═════ DATASET EXTRACT ═════
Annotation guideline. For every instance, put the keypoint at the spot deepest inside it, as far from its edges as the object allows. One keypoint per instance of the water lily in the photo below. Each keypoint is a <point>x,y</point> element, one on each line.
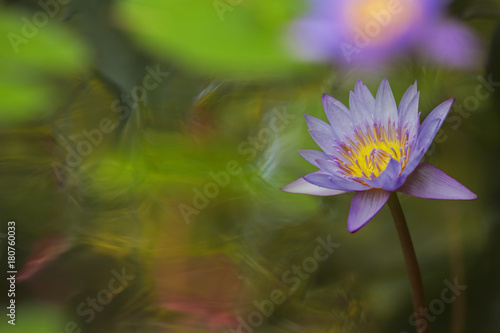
<point>369,32</point>
<point>373,149</point>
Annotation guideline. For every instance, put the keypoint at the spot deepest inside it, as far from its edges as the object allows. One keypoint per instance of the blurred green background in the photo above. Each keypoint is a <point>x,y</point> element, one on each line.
<point>142,147</point>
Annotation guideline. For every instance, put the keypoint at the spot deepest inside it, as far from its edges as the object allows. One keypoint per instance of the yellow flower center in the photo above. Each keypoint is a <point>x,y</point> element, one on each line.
<point>371,150</point>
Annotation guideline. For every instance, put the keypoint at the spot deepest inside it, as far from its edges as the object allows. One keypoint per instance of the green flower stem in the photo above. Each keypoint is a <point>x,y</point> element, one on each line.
<point>417,290</point>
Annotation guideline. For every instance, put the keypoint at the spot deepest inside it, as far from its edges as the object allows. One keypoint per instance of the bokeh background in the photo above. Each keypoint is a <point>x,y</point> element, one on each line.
<point>142,147</point>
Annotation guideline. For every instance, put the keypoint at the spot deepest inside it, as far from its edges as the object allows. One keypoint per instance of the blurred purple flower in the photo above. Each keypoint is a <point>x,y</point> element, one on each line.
<point>369,32</point>
<point>373,149</point>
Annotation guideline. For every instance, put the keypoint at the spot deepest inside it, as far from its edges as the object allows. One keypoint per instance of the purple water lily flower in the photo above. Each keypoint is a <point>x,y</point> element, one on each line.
<point>369,32</point>
<point>375,148</point>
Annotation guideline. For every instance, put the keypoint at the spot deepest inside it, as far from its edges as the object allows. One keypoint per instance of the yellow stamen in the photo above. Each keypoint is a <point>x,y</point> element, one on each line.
<point>370,152</point>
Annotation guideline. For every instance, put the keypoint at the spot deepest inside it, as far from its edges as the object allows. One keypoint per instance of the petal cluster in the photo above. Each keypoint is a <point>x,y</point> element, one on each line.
<point>373,148</point>
<point>369,32</point>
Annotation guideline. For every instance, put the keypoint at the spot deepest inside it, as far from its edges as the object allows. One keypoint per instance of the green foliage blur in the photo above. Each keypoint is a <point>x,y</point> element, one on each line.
<point>142,147</point>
═════
WHAT THE EXERCISE ASKS = An exact transcription of all the entries is required, without the pictures.

COMPLETED TASK =
Annotation guideline. For every instance, put the keypoint at the spot deepest inside it, as far from its edges as the object allows. One keypoint per instance of the water lily in the photo below. Each keypoint is a <point>x,y</point> element, one on each line.
<point>369,32</point>
<point>373,149</point>
Annotation guideline. For every instance, put the keypoint at the spot deepest inside it, as far from its edges as the object allows. One keypoint per instance of the blurred green background in the photo above. Each keypoint is a <point>x,y</point> element, one on each line.
<point>142,147</point>
Annotation guideline. For every instance, put the keypoint at the spot deepest inside it, as far from its edges as the object allows. One keypoint per instance of the yellow flower center in the photo above. Each keypoint is a <point>x,y</point> element, one on each line.
<point>371,150</point>
Annotation guideline. For every instance, put the keypoint at the spot deepest inside it, as far from its edges as the object allows. One keypoint per instance of the green flower stem in the photo above. Each keypoint is a <point>x,y</point> element, one on each line.
<point>417,290</point>
Annotation guideline. For every instance, put the keypoint at the spot deepest inside it, as far from its edges as the object allows. One keypoint per instance of the bokeh background in the photo above. Each keypoint is a <point>x,y</point> element, one on each line.
<point>142,147</point>
Annotation guideline. For every instance, put the keypoint at the spot deepest inside it, as far from its edges as the object allows. One keypoint per instance of the blurred purple flower in the photo above. Each keypoint is a <point>x,y</point> element, one on each line.
<point>369,32</point>
<point>373,149</point>
Annotation guideline. For every instance, put the keypoint at the spot deepest inside it, as far from its edges as the object allows. One keypoint per instance of the purple water lily flower in the photo above. Each keypoint is a <point>x,y</point> element, one on each line.
<point>369,32</point>
<point>375,148</point>
Annotation guideline. For every instance, put the keypoint at the spot deepest inside it, as far from its edges as the object allows. One keypoint per instance of the yellow stamen in the photo above. Each keypoint is a <point>x,y</point> element, one on each line.
<point>370,152</point>
Annotation guideline. For every instance, put the keypoint at the spot deepest inside it, as far from its edges as the object allows. One keypoint per instance of the petal cluster in the photo above. Each keypoint is a <point>x,y</point> element, one on each line.
<point>373,148</point>
<point>369,32</point>
Annotation guideline. For every instance, put the keypoint at the spot deepest inside it, as far from its edges as the object allows. One keypoint per instance of the green foliage blur in the photo above. Each keypoint is a <point>x,y</point> element, one on each line.
<point>142,147</point>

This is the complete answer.